Study questions:
(1) Answer these questions about the crossword blog post:
(a) At what time did the writer hit the submit button?
(b) Which clue does the writer think has a plurality problem?
(c) For 10 across, the answer is hidden in which two words?
(2) Set out the records from their first line to the line with "box: [43, 220, 146, 235]" as a Markdown table with the columns Row and Line, numbering each row. Skip blank lines and omit any pictures.

Source text:
Times 26236 – in “good” company

Solving time : I got a few texts during this so the puzzle didn’t have my full and undivided attention, but when I hit the submit button at 17:36, I’m showing as one incorrect. I appear to be joined by at least one other regular blogger, so I can confidently say I biffed one in that turned out to be utterly incorrect and it was lazy solving on my part. Congratulations to all who actually figured out what was going on in 4 down before calling it quits.

Since I’ve been beaten I can say I think there is a plurality problem in 23 across, but the rest of the puzzle is firm and fruity.

Away we go…

Across
1 DECIMAL: LAD with MICE inside, all reversed
5 BURGESS: the spy was Guy Burgess, the author (notably of “A Clockwork Orange”) was Anthony Burgess
9 BRAINWASHED: B then an anagram of (IN,WAR,HEADS)
10 BAA: hidden in mamBA Appalling
11 NATURE: TAN reversed (to the left) then the river URE
12 INTEGRAL: a definition and two anagrams!

Supplied data:
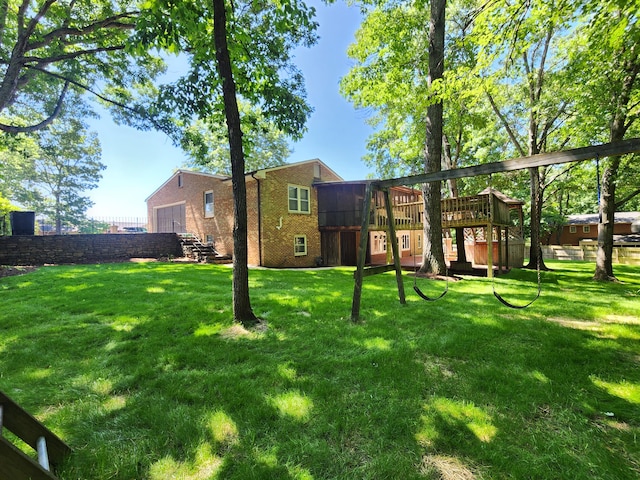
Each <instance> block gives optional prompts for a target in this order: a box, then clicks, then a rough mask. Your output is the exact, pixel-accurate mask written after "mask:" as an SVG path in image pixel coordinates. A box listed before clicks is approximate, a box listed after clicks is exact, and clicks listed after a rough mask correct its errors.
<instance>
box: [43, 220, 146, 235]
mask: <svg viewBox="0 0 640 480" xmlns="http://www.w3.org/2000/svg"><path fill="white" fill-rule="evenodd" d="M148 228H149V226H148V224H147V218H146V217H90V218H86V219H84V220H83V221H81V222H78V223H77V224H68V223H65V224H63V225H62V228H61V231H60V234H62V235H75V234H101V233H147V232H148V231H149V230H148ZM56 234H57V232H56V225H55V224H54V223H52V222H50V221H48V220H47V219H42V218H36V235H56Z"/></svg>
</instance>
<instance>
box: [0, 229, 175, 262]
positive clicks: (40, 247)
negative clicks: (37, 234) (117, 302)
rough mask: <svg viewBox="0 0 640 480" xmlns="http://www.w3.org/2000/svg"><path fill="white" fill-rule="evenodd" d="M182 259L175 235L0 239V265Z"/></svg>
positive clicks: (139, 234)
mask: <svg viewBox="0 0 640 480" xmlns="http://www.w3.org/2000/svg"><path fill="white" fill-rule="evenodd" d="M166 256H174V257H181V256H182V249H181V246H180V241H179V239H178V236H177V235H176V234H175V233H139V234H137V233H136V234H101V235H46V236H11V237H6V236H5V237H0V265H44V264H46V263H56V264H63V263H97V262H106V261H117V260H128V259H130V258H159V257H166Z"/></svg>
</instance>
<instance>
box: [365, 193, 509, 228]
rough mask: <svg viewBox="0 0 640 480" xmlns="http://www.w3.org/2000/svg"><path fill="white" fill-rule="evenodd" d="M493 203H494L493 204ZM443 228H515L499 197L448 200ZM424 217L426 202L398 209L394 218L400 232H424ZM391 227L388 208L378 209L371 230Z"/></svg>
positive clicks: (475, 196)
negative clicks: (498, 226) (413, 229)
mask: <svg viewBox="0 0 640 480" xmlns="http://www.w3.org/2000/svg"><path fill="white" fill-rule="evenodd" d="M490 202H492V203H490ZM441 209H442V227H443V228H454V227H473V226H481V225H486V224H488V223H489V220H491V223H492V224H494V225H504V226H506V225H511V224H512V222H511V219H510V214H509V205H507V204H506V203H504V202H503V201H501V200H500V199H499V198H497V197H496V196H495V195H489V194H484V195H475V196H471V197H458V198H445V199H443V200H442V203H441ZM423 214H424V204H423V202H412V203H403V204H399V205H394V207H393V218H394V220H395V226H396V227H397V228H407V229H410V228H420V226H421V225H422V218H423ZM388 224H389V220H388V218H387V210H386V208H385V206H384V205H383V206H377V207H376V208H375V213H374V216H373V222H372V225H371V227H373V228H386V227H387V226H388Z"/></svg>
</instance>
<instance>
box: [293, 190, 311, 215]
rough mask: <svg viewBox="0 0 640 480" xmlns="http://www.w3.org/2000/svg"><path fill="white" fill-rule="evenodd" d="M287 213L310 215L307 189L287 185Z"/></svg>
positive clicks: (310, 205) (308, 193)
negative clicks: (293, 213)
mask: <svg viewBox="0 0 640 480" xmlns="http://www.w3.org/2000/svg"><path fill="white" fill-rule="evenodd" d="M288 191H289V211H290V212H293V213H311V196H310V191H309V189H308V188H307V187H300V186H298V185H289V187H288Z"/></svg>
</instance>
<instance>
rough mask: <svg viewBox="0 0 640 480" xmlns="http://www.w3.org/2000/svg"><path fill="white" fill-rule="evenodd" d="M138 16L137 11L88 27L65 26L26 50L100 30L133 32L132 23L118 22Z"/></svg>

Answers to the exercise:
(1)
(a) 17:36
(b) 23 across
(c) mamBA Appalling

(2)
| Row | Line |
|---|---|
| 1 | Each <instance> block gives optional prompts for a target in this order: a box, then clicks, then a rough mask. Your output is the exact, pixel-accurate mask written after "mask:" as an SVG path in image pixel coordinates. A box listed before clicks is approximate, a box listed after clicks is exact, and clicks listed after a rough mask correct its errors. |
| 2 | <instance> |
| 3 | box: [43, 220, 146, 235] |